─── Page
The Braybrook Sporting Club is an Australian rules football club which compete in the Western Region Football League  since 1931.
They are based in the Melbourne suburb of Braybrook. Their home ground is Pennell Reserve, at the corner of Burke and Cranwell Streets.

The club is not affiliated to the Essendon Football Club, but also adopts the black jumper with red sash as its primary jumper, with the reverse being utilised for jumper-clashes with similarly uniformed clubs.

Braybrook was relegated to Division 3 in 2014, when the competition split into 3 divisions from the previous 2. They remained in Division 3, despite winning the WRFL Division 3 Senior premiership in the 2014 season. The club persevered through a remarkable finals series in 2022, winning the premiership against the Wyndham Suns to see them elevated to Division 2 ahead of the 2023 season. 

The Braybrook Sporting Club is now home to Men's and Women's senior football teams, Auskick programs and several netball teams across both junior and senior levels.

The club has been home to several players who have gone on to be successful at higher levels, including George Bisset, Doug Hawkins, EJ Whitten and Brian Wilson.

History
Braybrook is a foundation member of the Western Region Football League (WRFL). One of the few original clubs still in the competition the club. The club's most recent senior premierships were won in 1990, 1993, 1997, 1999 and 2014.
The club currently holds the record in Australia for the club that has produced the most AFL players.
──────
─── Recorded information
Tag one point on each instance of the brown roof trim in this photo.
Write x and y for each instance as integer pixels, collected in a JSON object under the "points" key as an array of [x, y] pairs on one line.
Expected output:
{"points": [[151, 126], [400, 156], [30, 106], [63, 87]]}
──────
» Exercise instructions:
A. Using the Braybrook club article, decide whether each statement agrees with it. Answer yes or no and quote the deciding words. (i) The club's home ground is Pennell Reserve. (ii) The club is affiliated with the Essendon Football Club. (iii) The club won the 2022 premiership against the Wyndham Suns.
B. Quote the Braybrook club article word for word, starting with "They are based" and going on through "the 2023 season.".

» Responses to the exercise:
A.
(i) Yes: "Their home ground is Pennell Reserve, at the corner of Burke and Cranwell Streets."
(ii) No: "The club is not affiliated to the Essendon Football Club"
(iii) Yes: "winning the premiership against the Wyndham Suns"

B.
They are based in the Melbourne suburb of Braybrook. Their home ground is Pennell Reserve, at the corner of Burke and Cranwell Streets.

The club is not affiliated to the Essendon Football Club, but also adopts the black jumper with red sash as its primary jumper, with the reverse being utilised for jumper-clashes with similarly uniformed clubs.

Braybrook was relegated to Division 3 in 2014, when the competition split into 3 divisions from the previous 2. They remained in Division 3, despite winning the WRFL Division 3 Senior premiership in the 2014 season. The club persevered through a remarkable finals series in 2022, winning the premiership against the Wyndham Suns to see them elevated to Division 2 ahead of the 2023 season.